::: The records

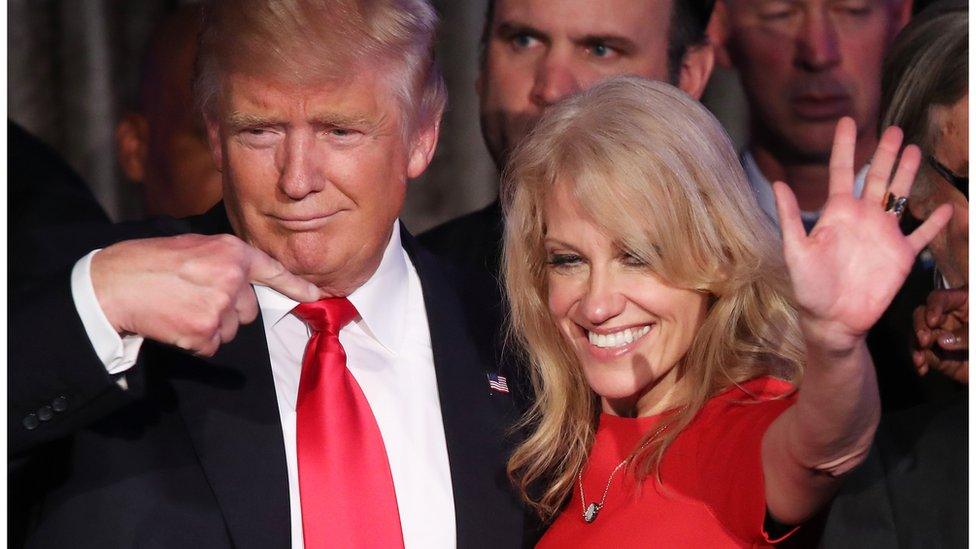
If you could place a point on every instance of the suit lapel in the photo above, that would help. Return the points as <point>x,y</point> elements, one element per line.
<point>474,425</point>
<point>229,406</point>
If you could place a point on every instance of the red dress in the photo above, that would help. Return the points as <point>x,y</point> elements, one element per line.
<point>713,494</point>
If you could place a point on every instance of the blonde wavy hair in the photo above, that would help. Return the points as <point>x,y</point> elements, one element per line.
<point>655,171</point>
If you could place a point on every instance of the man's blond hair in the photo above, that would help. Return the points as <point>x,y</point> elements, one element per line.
<point>311,42</point>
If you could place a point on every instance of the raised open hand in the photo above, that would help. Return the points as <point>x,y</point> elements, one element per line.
<point>849,268</point>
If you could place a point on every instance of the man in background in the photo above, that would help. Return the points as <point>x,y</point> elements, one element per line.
<point>803,65</point>
<point>535,52</point>
<point>161,143</point>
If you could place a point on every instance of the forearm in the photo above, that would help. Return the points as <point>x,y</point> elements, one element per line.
<point>837,410</point>
<point>824,435</point>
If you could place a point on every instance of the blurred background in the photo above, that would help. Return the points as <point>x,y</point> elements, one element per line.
<point>74,68</point>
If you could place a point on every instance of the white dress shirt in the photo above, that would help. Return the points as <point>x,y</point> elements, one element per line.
<point>764,189</point>
<point>388,352</point>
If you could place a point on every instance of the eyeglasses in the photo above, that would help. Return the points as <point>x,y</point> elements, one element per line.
<point>960,182</point>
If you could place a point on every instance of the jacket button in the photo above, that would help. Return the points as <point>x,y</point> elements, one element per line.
<point>45,413</point>
<point>60,404</point>
<point>30,421</point>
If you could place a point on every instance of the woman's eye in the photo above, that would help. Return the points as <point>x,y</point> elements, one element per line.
<point>563,260</point>
<point>632,260</point>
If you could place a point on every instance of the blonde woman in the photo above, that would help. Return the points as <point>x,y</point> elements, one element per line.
<point>668,336</point>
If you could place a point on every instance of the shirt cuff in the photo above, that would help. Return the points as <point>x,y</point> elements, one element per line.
<point>117,353</point>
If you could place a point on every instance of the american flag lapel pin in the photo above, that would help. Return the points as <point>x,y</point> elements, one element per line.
<point>497,383</point>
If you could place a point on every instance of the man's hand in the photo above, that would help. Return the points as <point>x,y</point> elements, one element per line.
<point>942,334</point>
<point>191,291</point>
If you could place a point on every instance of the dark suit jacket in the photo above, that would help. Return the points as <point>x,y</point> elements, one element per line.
<point>192,454</point>
<point>474,239</point>
<point>911,491</point>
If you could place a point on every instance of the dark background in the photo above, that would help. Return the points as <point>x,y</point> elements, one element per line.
<point>73,66</point>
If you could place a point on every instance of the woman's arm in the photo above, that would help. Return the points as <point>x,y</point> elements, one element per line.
<point>844,275</point>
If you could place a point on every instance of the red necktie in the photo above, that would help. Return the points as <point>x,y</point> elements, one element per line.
<point>344,476</point>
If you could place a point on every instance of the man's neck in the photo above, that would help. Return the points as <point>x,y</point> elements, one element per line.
<point>809,180</point>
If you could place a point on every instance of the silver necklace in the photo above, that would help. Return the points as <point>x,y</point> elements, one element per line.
<point>591,511</point>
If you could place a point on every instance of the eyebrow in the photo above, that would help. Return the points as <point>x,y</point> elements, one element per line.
<point>507,29</point>
<point>239,120</point>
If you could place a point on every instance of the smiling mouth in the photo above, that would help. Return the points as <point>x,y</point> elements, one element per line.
<point>304,223</point>
<point>620,338</point>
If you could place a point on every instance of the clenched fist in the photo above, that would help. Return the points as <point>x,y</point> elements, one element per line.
<point>191,291</point>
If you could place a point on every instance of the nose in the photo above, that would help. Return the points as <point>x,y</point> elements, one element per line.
<point>603,299</point>
<point>297,177</point>
<point>554,79</point>
<point>817,43</point>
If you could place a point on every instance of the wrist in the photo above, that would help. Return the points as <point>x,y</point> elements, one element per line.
<point>830,339</point>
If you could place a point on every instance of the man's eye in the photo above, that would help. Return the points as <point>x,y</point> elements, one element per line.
<point>601,50</point>
<point>522,41</point>
<point>257,136</point>
<point>777,12</point>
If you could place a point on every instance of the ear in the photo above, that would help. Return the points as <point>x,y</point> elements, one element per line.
<point>132,146</point>
<point>718,34</point>
<point>213,139</point>
<point>696,68</point>
<point>422,148</point>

::::::

» Task to carry out: Update all of the entries above by replacing "photo" with "image" everywhere it appears, leaving every other part unchanged. Leave the pictures out.

» Reply:
If you could place a point on every instance of the suit lapel in the image above, that would help. Return the points as <point>x,y</point> elements, one element per line.
<point>474,425</point>
<point>229,406</point>
If you could place a point on every instance of the red dress in the image above, that would help. Return the points as <point>x,y</point> elements, one element per line.
<point>713,494</point>
If you could place a point on every instance of the blonde wavy hair in the image above, that would help. Return the points as <point>x,y</point> elements, one element per line.
<point>655,171</point>
If you could place a point on every instance of the man's blond hair in the image above, that would help. Return the points as <point>x,y</point> elements, one element per line.
<point>311,42</point>
If you could place a point on every instance of the raised open hand in the image above, that would help. Return the points as <point>x,y</point> elements, one element per line.
<point>849,268</point>
If you could place a point on every instance of the man in background in the image above, that would help. Return the points as <point>x,y</point> elements, one element per line.
<point>803,65</point>
<point>535,52</point>
<point>161,143</point>
If you could place a point on every instance of the forearm in the image above, that would help. Return the points as <point>x,y</point> elements, one element per line.
<point>837,410</point>
<point>824,435</point>
If you could place a point on every instance of the blurred background in the image above, that would help. Return the points as <point>x,y</point> elements, one element per line.
<point>74,68</point>
If you could place a point on every instance of the white dress shirt in the image above, that would help. Return the points as <point>x,y</point> elements, one element per line.
<point>764,189</point>
<point>388,352</point>
If you could place a point on every instance of the eyeglasses in the image above, that would help. Return the points as <point>x,y</point> elements, one element per line.
<point>960,182</point>
If you could place a point on every instance of the jacket button in the image above, that would help. Return the points as <point>x,y</point> elements, one element per line.
<point>45,413</point>
<point>60,404</point>
<point>30,421</point>
If you could place a point on every instance of the woman's eye in the image above, that would help. Return the points as <point>x,y</point> elements, one element per line.
<point>563,260</point>
<point>632,260</point>
If you could place a point on every instance of the blonde woman in the image above, that would help. Return the points as <point>x,y</point> elements, one element per line.
<point>668,336</point>
If you could place a point on every instance of the shirt cuff in the image above, that would help. Return the points as <point>x,y</point> elements, one element per line.
<point>117,353</point>
If you could place a point on every instance of the american flag lapel pin in the image above, that would help. Return the points as <point>x,y</point> elements, one element per line.
<point>497,383</point>
If you could place a point on every instance of the man's hand in the image above, that would help. Return the points as <point>x,y</point> elements, one element per line.
<point>942,334</point>
<point>191,291</point>
If you could place a point on every instance of the dark suit jacket in the image above, that would help. Return the points as <point>x,y</point> elements, one element per line.
<point>192,454</point>
<point>474,239</point>
<point>911,491</point>
If you could place a point on every instance of the dark background in the image above, that would help. Return the points as <point>x,y</point> elements, one element per line.
<point>73,66</point>
If you could place a point on every instance of the woman's arm in the image above, that would help. Return the points as <point>x,y</point> elements, one element per line.
<point>844,275</point>
If you could place a point on every instance of the red necktie in the image above, that would help. Return the points as <point>x,y</point> elements, one element per line.
<point>344,476</point>
If you could place a point on every instance of the man's neck in the image above, that would help. Return the points as <point>x,y</point> elements, one element per line.
<point>809,180</point>
If you could place a point on every instance of the silver necklace in the image above, that would help. Return the points as <point>x,y</point> elements, one element per line.
<point>591,511</point>
If you could place a point on every instance of the eyebrow in the image above, that would help. Return the points as <point>x,y</point> elements, one element per line.
<point>507,29</point>
<point>239,120</point>
If you could place a point on every instance of the smiling mouth in the image above, that would help. Return the points as <point>x,y</point> elements, one element per line.
<point>304,223</point>
<point>620,338</point>
If you could place a point on every instance of the clenched fist in the image above, that would help. Return the points as <point>x,y</point> elements, one element per line.
<point>191,291</point>
If you could place a point on every instance of the nose in the image above, that would help. Return the points as <point>x,y</point> elements, one element per line.
<point>603,299</point>
<point>297,177</point>
<point>554,79</point>
<point>817,43</point>
If you could place a point on every instance of the wrist in the image above, that would help. Return the points as <point>x,y</point> elements, one element per line.
<point>830,339</point>
If you could place a point on every instance of the man's eye in the image above, that would help. Return the points as <point>x,y</point> elements, one element per line.
<point>601,50</point>
<point>522,41</point>
<point>257,136</point>
<point>777,12</point>
If you could place a point on every instance of the ear in the image above, that would help. Return the points as <point>x,y</point> elements, one element per line.
<point>132,146</point>
<point>718,34</point>
<point>213,139</point>
<point>696,68</point>
<point>422,148</point>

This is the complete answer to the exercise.